§ Stated goal
Please collect every line in the lines below that contains the word "antenna", and copy each one out. Case counts.

§ Raw records
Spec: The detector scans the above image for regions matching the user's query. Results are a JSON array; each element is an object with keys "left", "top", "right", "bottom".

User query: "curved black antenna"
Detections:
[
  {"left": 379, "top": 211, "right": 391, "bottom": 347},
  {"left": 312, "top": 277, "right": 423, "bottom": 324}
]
---
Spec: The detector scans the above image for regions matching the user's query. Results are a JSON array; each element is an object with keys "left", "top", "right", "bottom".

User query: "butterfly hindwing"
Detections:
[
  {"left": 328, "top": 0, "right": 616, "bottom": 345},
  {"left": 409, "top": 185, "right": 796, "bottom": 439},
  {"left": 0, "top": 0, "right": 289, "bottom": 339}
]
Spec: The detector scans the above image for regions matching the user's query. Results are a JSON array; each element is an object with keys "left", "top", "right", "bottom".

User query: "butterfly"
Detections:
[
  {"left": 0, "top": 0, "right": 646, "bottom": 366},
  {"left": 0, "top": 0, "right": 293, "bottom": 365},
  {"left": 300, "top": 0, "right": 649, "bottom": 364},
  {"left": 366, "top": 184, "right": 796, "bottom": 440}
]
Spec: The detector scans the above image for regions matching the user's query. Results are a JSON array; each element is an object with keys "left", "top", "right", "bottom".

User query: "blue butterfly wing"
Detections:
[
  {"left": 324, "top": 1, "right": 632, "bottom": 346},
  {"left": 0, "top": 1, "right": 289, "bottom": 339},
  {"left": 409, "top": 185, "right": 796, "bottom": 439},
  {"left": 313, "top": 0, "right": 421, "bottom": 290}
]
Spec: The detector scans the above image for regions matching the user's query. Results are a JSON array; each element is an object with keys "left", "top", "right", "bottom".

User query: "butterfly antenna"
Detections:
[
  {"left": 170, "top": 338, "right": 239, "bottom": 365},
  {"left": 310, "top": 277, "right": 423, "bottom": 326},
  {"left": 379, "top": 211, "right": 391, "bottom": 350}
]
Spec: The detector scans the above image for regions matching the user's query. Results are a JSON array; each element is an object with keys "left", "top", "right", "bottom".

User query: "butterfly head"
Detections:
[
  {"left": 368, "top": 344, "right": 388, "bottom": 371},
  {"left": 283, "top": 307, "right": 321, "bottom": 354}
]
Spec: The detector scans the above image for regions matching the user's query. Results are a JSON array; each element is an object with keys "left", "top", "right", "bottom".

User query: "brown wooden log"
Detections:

§ Solved problem
User query: "curved black antenna"
User query: "butterfly antenna"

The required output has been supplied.